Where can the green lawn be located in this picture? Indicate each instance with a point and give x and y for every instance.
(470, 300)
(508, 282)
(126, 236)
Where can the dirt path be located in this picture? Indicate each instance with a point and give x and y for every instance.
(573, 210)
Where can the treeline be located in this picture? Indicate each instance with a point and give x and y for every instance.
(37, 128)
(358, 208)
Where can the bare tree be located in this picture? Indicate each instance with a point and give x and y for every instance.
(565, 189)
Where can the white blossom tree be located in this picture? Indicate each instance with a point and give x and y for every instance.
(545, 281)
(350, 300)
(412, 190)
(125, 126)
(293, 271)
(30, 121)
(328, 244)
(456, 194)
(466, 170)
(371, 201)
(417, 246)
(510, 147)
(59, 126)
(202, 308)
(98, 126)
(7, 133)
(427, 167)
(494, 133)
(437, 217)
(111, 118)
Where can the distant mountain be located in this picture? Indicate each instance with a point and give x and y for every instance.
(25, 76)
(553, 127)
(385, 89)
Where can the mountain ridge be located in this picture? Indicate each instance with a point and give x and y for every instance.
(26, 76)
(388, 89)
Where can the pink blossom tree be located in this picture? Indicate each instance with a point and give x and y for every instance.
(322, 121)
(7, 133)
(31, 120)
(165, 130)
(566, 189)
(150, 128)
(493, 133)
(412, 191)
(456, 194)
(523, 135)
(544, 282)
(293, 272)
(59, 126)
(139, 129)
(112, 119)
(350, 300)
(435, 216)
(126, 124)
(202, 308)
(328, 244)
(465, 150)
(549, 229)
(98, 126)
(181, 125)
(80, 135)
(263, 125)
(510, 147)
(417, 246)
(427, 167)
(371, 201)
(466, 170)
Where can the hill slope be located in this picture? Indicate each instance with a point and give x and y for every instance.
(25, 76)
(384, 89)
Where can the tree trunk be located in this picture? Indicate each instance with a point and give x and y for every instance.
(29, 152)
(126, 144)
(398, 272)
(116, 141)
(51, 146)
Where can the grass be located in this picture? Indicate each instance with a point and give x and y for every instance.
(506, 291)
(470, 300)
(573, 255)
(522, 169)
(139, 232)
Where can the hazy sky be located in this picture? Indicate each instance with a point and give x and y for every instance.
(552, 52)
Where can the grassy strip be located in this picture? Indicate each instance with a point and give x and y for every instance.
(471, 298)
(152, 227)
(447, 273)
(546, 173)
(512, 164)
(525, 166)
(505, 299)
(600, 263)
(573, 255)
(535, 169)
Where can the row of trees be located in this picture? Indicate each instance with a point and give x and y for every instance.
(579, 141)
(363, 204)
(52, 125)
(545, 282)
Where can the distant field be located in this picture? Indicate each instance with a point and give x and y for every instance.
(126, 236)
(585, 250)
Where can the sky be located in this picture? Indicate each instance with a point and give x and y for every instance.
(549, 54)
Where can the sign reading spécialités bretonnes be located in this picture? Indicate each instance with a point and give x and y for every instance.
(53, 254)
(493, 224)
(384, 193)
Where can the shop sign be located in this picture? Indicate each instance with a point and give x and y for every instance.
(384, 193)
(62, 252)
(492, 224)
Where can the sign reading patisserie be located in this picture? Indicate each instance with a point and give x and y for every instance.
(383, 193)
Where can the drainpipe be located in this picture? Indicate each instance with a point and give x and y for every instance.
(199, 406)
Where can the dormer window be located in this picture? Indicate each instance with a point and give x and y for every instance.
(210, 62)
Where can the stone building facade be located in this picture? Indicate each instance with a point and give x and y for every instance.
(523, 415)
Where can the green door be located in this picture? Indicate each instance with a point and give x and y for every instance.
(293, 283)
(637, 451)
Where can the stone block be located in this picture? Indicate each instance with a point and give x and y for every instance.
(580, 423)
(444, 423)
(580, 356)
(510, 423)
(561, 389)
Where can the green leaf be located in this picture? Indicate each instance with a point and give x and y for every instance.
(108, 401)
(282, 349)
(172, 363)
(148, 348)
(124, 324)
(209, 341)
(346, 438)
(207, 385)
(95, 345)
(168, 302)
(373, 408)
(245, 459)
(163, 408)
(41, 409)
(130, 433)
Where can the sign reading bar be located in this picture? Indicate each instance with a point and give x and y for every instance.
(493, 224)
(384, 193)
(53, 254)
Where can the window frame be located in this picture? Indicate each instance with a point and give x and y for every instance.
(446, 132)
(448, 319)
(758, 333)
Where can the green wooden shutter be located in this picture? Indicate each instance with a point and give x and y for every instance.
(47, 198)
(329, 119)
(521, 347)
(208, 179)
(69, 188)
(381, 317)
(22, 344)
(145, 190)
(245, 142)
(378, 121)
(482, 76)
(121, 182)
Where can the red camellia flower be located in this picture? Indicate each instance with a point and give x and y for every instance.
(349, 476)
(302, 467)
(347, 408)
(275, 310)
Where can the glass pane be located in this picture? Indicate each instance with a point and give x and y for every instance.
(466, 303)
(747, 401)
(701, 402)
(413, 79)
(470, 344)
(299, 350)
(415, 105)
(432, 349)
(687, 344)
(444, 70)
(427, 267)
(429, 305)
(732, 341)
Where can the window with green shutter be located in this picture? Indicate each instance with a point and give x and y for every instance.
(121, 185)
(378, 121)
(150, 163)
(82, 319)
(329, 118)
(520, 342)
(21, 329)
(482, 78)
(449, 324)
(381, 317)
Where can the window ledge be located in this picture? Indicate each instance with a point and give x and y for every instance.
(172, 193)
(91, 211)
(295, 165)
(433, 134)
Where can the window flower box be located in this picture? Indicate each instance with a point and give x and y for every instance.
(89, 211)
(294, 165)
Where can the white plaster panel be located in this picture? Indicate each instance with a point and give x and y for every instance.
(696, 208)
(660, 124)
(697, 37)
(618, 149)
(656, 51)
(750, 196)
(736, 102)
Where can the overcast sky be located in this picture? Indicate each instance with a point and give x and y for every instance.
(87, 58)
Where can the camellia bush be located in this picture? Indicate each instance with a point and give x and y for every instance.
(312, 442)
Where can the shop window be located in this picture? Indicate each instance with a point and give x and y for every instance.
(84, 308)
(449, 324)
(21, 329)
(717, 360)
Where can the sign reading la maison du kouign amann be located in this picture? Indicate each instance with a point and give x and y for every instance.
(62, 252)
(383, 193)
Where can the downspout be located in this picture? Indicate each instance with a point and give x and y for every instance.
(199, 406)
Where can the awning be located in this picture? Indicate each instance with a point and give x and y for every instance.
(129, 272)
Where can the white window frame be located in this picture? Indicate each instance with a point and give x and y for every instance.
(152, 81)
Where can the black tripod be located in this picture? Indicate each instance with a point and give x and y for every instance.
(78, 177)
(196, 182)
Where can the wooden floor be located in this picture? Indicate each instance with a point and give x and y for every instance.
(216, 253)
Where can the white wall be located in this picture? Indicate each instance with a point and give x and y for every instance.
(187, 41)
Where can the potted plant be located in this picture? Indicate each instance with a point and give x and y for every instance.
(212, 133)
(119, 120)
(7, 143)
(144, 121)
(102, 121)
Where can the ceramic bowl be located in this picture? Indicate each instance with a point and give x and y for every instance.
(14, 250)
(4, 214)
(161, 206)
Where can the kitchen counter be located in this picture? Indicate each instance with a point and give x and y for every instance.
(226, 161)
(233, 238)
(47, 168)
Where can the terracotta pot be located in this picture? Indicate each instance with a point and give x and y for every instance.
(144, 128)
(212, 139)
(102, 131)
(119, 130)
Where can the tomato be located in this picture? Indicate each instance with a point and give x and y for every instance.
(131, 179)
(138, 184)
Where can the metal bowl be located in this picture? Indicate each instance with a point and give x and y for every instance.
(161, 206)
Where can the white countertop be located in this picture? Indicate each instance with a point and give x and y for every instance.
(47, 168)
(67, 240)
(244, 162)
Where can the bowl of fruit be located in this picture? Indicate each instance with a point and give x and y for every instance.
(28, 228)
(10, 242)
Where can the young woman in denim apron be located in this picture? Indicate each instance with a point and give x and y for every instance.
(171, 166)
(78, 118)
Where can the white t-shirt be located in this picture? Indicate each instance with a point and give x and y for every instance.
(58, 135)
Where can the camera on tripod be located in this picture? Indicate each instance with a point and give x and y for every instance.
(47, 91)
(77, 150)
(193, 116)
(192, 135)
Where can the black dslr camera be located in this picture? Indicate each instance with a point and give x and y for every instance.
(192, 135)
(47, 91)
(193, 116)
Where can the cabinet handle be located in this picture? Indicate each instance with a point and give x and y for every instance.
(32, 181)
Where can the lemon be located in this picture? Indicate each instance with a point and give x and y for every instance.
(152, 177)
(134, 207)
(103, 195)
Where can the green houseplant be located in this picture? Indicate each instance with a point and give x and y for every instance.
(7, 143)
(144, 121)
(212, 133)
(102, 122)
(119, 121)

*-*-*

> **Stated task**: Repeat exactly the lines from the line containing "Where can the terracotta" through the end of the listing above; both boundary lines are part of the output.

> **The result**:
Where can the terracotta pot be located in this picture? Indicate each instance with a point and give x and y for every instance.
(144, 128)
(212, 139)
(102, 131)
(119, 130)
Where can the tomato be located in this picture? Indicate each instance with a point and give x and y for every instance.
(131, 179)
(138, 184)
Where can the metal bowl be located in this picture? Indicate each instance with a point and give x and y for every instance.
(161, 206)
Where can the white countertop be located in this picture? Indicate each instance with a point and give x and y for every instance.
(47, 168)
(67, 240)
(244, 162)
Where can the bowl of fruit be located in this picture? Indicate each instance with a point and give x and y for every instance.
(28, 228)
(10, 242)
Where can the young woman in denim apron be located in this picture? Indicate each instance with a point and give x and y for every instance.
(171, 166)
(78, 118)
Where can the white t-shirt be located in this picture? Indicate each instance with a point and give x and y for every instance.
(58, 135)
Where can the camera on tripod be located in this picture? Indicate each instance with a point and give x and y for every instance.
(47, 91)
(77, 150)
(193, 116)
(192, 135)
Where can the black dslr camera be located in this picture? Indicate each instance with a point and give x and y for every instance.
(192, 135)
(47, 91)
(193, 116)
Where can the cabinet handle be located in this picture? Indicate each instance with a point and give x and y for every instance.
(32, 181)
Where can the lemon be located in this picture? Indicate each instance with a point and give x and y for every instance.
(152, 177)
(134, 207)
(103, 195)
Where can the green houseplant be located in this picture? Indicate each instance with a point and give x and y for every instance.
(7, 143)
(144, 121)
(212, 133)
(102, 122)
(119, 121)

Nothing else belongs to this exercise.